**O QUE SE PEDE**
Responda, com base no bloco de texto sobre a formação em arqueologia:
1. Que entidade poderia implementar uma certa e determinada bitola?
2. Para que é necessária essa bitola?
3. Que organização levou a cabo o processo de "benchmarking" dado como bom exemplo, e sob patrocínio de quem?

São perfeitos? Também não são nem o podem ser.
O que eles poderiam ser era, calhando, um pouco
melhores. Se calhar, deveriam estar todos alinhados pela mesma fasquia mínima
de qualidade. Aqui, a Ordem poderia ter uma palavra a dizer, implementando,
depois de reflexão e discussão, uma certa e determinada bitola. Essa bitola é
necessária, não para excluir alguém - como me parece ser o medo, quase pânico,
que perpassa por alguns dos comentários aqui anteriormente feitos – mas
sim para elevar os parâmetros de formação académica, teórica e prática, de quem
pratica arqueologia (aponto, como um bom exemplo, o processo de “benchmarking”
levado a cabo pela Nautical Archaeological Society, sob patrocínio da English
Heritage: http://www.nauticalarchaeologysociety.org/research/benchmarking.php e o estudo,
aqui: http://www.nauticalarchaeologysociety.org/research/images_PDFS/benchmarkingcompetency_final_report.pdf)

**ENTRADAS EXTRAÍDAS**
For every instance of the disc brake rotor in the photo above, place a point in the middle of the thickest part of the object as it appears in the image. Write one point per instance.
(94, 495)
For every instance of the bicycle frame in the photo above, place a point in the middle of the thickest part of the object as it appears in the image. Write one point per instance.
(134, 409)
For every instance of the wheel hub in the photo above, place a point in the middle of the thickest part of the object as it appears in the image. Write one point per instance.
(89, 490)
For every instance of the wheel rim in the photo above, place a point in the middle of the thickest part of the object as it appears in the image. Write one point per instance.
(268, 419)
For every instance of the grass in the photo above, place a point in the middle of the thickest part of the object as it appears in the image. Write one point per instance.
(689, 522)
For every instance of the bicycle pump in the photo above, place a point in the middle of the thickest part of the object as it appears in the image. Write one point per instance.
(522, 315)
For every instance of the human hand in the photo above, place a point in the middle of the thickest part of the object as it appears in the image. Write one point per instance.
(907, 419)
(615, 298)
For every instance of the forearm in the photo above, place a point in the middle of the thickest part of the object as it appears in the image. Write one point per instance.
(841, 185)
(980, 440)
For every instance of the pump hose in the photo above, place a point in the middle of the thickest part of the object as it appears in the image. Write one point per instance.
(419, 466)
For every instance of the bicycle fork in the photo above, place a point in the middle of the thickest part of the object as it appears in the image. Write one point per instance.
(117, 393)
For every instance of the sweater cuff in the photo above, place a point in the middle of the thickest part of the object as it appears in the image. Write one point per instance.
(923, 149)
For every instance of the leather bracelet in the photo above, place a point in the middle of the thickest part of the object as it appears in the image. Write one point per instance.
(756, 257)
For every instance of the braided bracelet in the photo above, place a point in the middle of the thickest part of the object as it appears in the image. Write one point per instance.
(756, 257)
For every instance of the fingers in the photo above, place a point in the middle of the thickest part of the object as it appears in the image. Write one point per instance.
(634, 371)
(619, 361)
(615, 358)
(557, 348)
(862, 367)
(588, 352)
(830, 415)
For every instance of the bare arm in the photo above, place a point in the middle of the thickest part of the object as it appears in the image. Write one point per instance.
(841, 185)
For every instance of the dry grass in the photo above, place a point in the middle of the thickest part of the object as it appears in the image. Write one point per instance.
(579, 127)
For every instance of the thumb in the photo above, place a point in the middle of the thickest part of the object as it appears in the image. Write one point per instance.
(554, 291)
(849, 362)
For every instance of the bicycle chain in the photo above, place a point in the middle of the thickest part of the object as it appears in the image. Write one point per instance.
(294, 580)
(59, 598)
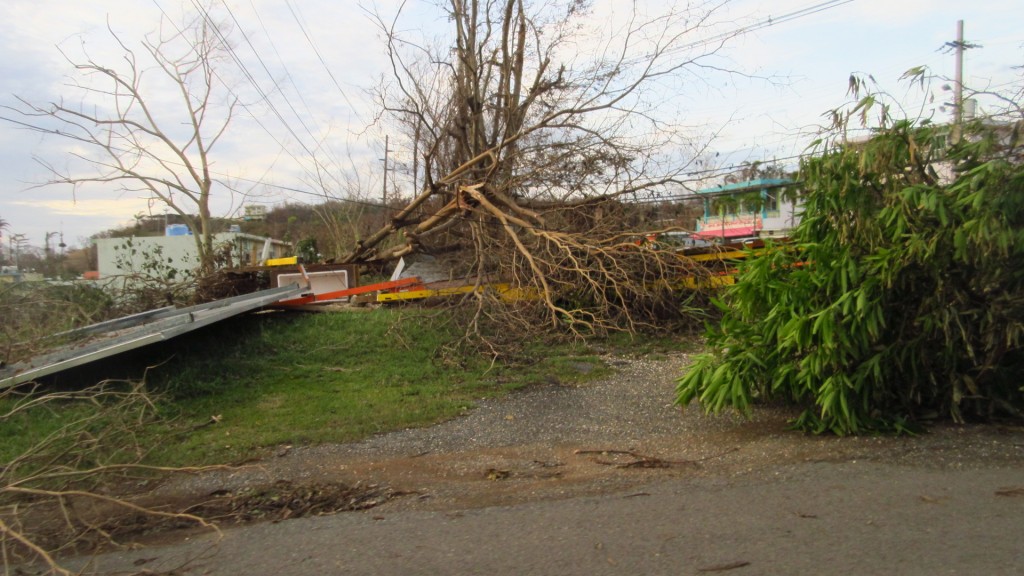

**RESPOSTA ESCRITA**
1. A Ordem.
2. Para elevar os parâmetros de formação académica, teórica e prática, de quem pratica arqueologia.
3. A Nautical Archaeological Society, sob patrocínio da English Heritage.